(Records taken from a collection)
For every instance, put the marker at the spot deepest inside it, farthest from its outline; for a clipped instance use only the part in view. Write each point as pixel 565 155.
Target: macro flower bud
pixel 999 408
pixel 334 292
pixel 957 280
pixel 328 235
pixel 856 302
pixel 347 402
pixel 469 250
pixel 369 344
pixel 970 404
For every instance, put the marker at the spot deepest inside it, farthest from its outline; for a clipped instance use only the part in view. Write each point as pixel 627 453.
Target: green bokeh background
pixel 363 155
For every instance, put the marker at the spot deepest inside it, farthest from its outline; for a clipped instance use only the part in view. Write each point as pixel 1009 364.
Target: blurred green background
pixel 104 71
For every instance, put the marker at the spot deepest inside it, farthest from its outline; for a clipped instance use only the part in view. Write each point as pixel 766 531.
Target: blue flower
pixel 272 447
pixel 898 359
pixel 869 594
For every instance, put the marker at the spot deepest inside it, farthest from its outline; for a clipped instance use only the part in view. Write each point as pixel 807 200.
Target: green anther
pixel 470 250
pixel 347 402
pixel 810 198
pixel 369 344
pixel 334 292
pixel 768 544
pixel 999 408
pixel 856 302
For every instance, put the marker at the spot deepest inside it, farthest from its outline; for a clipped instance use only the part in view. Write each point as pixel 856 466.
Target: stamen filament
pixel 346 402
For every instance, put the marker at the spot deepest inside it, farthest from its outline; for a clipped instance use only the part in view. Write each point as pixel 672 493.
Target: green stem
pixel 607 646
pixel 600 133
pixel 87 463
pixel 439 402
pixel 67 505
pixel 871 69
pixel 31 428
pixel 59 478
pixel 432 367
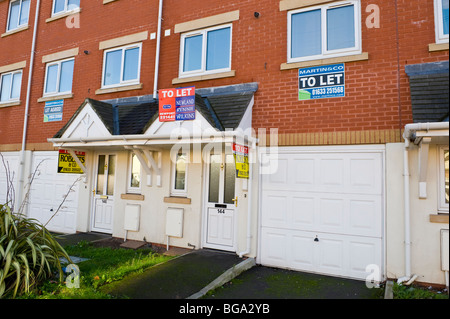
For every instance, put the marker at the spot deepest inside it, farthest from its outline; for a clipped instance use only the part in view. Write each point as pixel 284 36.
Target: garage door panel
pixel 334 213
pixel 47 193
pixel 334 196
pixel 302 251
pixel 303 214
pixel 346 173
pixel 275 243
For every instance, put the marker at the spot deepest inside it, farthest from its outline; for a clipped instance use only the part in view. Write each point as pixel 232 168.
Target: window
pixel 59 77
pixel 443 179
pixel 10 84
pixel 441 19
pixel 179 175
pixel 324 31
pixel 206 51
pixel 134 173
pixel 19 11
pixel 121 66
pixel 62 6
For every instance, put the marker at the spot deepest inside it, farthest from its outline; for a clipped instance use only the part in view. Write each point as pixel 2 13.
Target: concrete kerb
pixel 225 277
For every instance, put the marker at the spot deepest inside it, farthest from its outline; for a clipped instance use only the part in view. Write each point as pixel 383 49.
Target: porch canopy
pixel 223 115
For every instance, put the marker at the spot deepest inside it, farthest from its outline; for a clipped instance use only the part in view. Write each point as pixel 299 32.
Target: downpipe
pixel 408 279
pixel 21 178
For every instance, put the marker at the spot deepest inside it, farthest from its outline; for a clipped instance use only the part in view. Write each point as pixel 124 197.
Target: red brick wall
pixel 258 49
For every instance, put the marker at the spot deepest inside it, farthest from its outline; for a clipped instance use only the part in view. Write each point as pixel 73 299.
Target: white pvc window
pixel 121 66
pixel 59 77
pixel 441 8
pixel 206 51
pixel 134 174
pixel 324 31
pixel 444 179
pixel 62 6
pixel 10 84
pixel 19 11
pixel 179 175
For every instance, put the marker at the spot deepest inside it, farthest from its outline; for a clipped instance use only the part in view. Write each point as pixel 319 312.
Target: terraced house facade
pixel 309 134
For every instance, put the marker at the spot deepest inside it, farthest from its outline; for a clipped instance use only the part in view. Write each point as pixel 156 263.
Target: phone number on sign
pixel 332 90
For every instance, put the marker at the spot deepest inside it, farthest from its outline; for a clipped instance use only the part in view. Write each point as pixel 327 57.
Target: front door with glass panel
pixel 102 212
pixel 221 203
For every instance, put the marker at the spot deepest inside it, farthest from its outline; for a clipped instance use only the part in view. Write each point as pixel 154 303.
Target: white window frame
pixel 179 192
pixel 66 8
pixel 439 23
pixel 122 83
pixel 204 33
pixel 443 206
pixel 59 62
pixel 12 78
pixel 18 17
pixel 131 189
pixel 357 49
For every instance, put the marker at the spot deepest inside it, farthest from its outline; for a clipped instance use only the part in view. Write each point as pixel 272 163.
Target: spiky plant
pixel 29 254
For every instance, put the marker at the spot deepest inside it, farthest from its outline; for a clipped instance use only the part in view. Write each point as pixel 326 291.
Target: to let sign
pixel 177 104
pixel 321 82
pixel 66 163
pixel 240 153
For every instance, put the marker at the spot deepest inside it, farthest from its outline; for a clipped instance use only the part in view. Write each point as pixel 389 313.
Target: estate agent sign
pixel 321 82
pixel 177 104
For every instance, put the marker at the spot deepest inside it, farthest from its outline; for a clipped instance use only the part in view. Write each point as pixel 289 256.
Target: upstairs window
pixel 121 66
pixel 19 11
pixel 10 84
pixel 324 31
pixel 206 51
pixel 62 6
pixel 441 19
pixel 59 77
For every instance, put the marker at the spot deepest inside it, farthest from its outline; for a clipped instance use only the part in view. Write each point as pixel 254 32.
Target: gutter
pixel 127 138
pixel 158 49
pixel 27 107
pixel 410 129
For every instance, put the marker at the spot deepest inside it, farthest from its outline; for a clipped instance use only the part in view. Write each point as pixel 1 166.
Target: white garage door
pixel 322 211
pixel 47 193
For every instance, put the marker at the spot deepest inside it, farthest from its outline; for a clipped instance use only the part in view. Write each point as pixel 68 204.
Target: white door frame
pixel 95 197
pixel 206 206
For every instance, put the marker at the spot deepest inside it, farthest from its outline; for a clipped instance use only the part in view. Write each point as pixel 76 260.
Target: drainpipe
pixel 409 130
pixel 27 107
pixel 158 49
pixel 250 200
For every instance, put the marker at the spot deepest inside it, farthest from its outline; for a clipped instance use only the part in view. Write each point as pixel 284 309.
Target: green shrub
pixel 29 254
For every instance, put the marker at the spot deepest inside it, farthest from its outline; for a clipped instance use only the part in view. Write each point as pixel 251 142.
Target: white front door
pixel 102 211
pixel 220 203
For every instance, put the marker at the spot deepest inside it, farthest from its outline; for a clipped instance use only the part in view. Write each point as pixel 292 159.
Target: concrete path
pixel 180 278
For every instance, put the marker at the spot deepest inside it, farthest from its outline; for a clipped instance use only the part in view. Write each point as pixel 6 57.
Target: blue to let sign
pixel 321 82
pixel 53 111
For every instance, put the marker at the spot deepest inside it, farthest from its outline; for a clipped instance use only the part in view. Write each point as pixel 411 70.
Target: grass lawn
pixel 104 265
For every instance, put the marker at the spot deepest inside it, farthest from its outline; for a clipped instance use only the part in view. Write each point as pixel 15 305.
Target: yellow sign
pixel 241 161
pixel 66 163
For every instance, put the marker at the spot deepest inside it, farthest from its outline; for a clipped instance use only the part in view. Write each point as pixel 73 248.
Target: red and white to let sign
pixel 177 104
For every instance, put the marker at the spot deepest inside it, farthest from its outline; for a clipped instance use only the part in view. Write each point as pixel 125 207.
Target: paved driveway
pixel 269 283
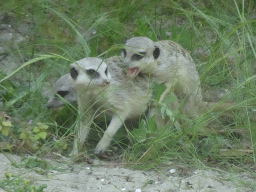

> [PROBLEM TO WORK ON]: Reproduce the listing above word for word, leaving out the pictures.

> [COMPLETE ANSWER]:
For every instance, put the marker at the spot deepest inside it, farthest from its outline; for a clipped instance use only the part in view. Write each point as pixel 565 155.
Target: macro flower bud
pixel 999 408
pixel 334 292
pixel 957 280
pixel 328 235
pixel 856 302
pixel 347 402
pixel 469 250
pixel 369 344
pixel 970 404
For every instance, put the marker at the spot deepest inside it, farthest from its outline; for a clipped instance use only the part in view. Write each point as pixel 627 453.
Target: green bokeh background
pixel 363 155
For every instance, put the marker at the spot deepest inside it, farthest from its outline; for a clipped instance use only the part in view. Write each point as pixel 1009 364.
Target: blurred green background
pixel 104 71
For every instance, put the marker at the spot deepest inside it, farthest from its outline; for a clipped instance use only the part in view. Write each point as pixel 766 531.
Target: blue flower
pixel 272 447
pixel 898 359
pixel 869 594
For every instance, put the marker at the spot deepest inside it, farthest from its outline; for a clipped instance use only the part in view. Write each point as pixel 807 200.
Target: green anther
pixel 470 250
pixel 347 402
pixel 810 198
pixel 369 344
pixel 334 292
pixel 768 544
pixel 999 408
pixel 856 302
For every instance, put the marker at the spot deepest inside it, farthest from its outline; for a clipped instance use only the part in view. Write each point as pixel 856 466.
Target: stamen filament
pixel 346 402
For every instance, put the marker at the spot deepest inside it, farthest from its outline; for a clipped instance use only the part in view. Write each point as pixel 672 493.
Target: green stem
pixel 607 646
pixel 600 133
pixel 87 463
pixel 439 402
pixel 67 505
pixel 871 69
pixel 31 428
pixel 59 478
pixel 432 367
For every instance, put the marker at the spot deepest inside it, farthest from its outline; for a clipped instance use only the part in view. Write each point as pixel 284 36.
Target: garage door panel
pixel 334 213
pixel 47 193
pixel 334 196
pixel 302 251
pixel 303 214
pixel 346 173
pixel 275 243
For every instance, put the marker at the spot deepest inside it, farthest from its outline; for a clipped instance use only the part in view. Write each point as pixel 232 168.
Target: window
pixel 59 77
pixel 443 179
pixel 10 84
pixel 441 19
pixel 179 175
pixel 324 31
pixel 206 51
pixel 134 173
pixel 19 11
pixel 121 66
pixel 62 6
For every instance, put the marker at the spot deepest inside it, farthest from its outline; for a clipped instance use only the part in view. Write each point as pixel 2 13.
Target: concrete kerb
pixel 225 277
For every instance, put the marker at the spot deepest inside it, farthest from its outline; for a clipped instance use only the part in view. Write each point as pixel 383 49.
Target: porch canopy
pixel 223 115
For every instance, put the marker at the spot deepest inside it, farthest from its outline; for a clipped instance use only the part in view. Write each point as pixel 299 32.
Target: downpipe
pixel 408 279
pixel 21 178
For every instance, put the marker at the spot deepest inside it, farthest from its outline; for a clipped instance use only the part in view. Write each point as pixel 124 197.
Target: red brick wall
pixel 258 49
For every instance, put the marker at the spot deepest inside it, farthest from its outline; for a clipped instance use only the part in view. Write each point as pixel 73 299.
Target: white pvc window
pixel 121 66
pixel 59 77
pixel 441 8
pixel 206 51
pixel 134 174
pixel 324 31
pixel 444 179
pixel 62 6
pixel 10 84
pixel 19 11
pixel 179 175
For every instance, put the marker at the spot deepest inside it, farthest from its outline; for a clipped instance use only the part in view. Write each point as pixel 319 312.
Target: terraced house facade
pixel 309 134
For every instance, put the marker at the spot deepest inside it, farthest from its outline; for a clipped instance use only the part in view. Write each point as pixel 156 263.
Target: phone number on sign
pixel 332 90
For every instance, put the marker at the spot deepest inside it, farthest from its outline; for a clipped instance use only the part in view. Write each point as pixel 327 57.
Target: front door with glass panel
pixel 102 212
pixel 221 203
For every instance, put the marker at the spot deepest inside it, farthest from its outline; for a clipped instance use only the part in view. Write each point as pixel 154 303.
Target: white window frame
pixel 179 192
pixel 66 8
pixel 439 23
pixel 122 83
pixel 204 33
pixel 443 206
pixel 59 62
pixel 12 78
pixel 18 17
pixel 131 189
pixel 357 49
For every instance, put the marker at the spot deepest inside it, farthest from its outline; for a clipped instance use only the part in view. Write each point as pixel 272 163.
Target: spiky plant
pixel 29 254
For every instance, put the marker at the spot deepest inside it, farthest from its outline; for a clipped instance use only the part in view. Write each point as pixel 326 291.
Target: to let sign
pixel 177 104
pixel 321 82
pixel 66 163
pixel 240 153
For every instance, put the marker at the spot deepest inside it, farthest from its outline; for a clipped instance use only the part in view. Write each point as pixel 389 313.
Target: estate agent sign
pixel 321 82
pixel 177 104
For every instance, put the marker at the spot deepest inside it, farthest from its outline; for a clipped instance use only the part in view. Write each point as pixel 289 256.
Target: upstairs window
pixel 121 66
pixel 19 11
pixel 10 84
pixel 324 31
pixel 206 51
pixel 62 6
pixel 441 19
pixel 59 77
For every instance, put the marker at the spot deepest inside it, farthest from its outline; for a clipped instance use only the part in view. Write each point as pixel 254 32.
Target: gutter
pixel 127 138
pixel 158 49
pixel 27 107
pixel 410 129
For every instance, put the marker at the spot deepest inside it, farthest from its outline; for a clipped instance use only the part in view. Write each point as pixel 1 166.
Target: white garage door
pixel 322 211
pixel 47 193
For every instance, put the marker at the spot deepest inside it, farthest from its outline; for a clipped instance use only the part in view. Write each point as pixel 68 204.
Target: white door frame
pixel 95 197
pixel 206 206
For every instance, put the marker at the spot deepest inside it, farthest from its outline; for a clipped instance use only the part in view. Write each point as pixel 76 260.
Target: drainpipe
pixel 409 130
pixel 27 107
pixel 158 49
pixel 250 200
For every instance, put the marker at the spot deepest inside it, farthest from its outline; for a clipped instance use only the part in view. Write each point as pixel 284 309.
Target: green shrub
pixel 29 254
For every instance, put the marker at the spot deepest inside it, farthest from its outline; for a clipped instance use only the part in view. Write each point as pixel 251 142.
Target: white front door
pixel 102 211
pixel 220 203
For every instance, put the marker at the spot deepest inside it, farthest from its outline; for a clipped instance use only the part in view. Write each point as pixel 292 159.
Target: concrete path
pixel 180 278
For every instance, put the marker at the spot deepest inside it, farthest from its outline; for a clipped instance use only the part in view. Write each point as pixel 6 57.
Target: blue to let sign
pixel 321 82
pixel 53 111
For every instance, put the marker at the spot deepest inside it, farthest from its outline; for a clipped instance use only the part in view. Write each point as pixel 411 70.
Target: grass lawn
pixel 104 265
For every instance, put the marker at the spot deepest inside it, farthest from its outline; for a clipped instance use only the part in view. Write each point as pixel 15 305.
Target: yellow sign
pixel 241 161
pixel 66 163
For every instance, put the marker at the spot deepest inside it, farthest from its outline; for a clipped instance use only the part in view. Write each point as pixel 73 248.
Target: red and white to let sign
pixel 177 104
For every instance, put the marker at the spot deepest inside it, farthest from its outline; for a clipped instance use only the part in view. Write each point as pixel 125 207.
Target: paved driveway
pixel 269 283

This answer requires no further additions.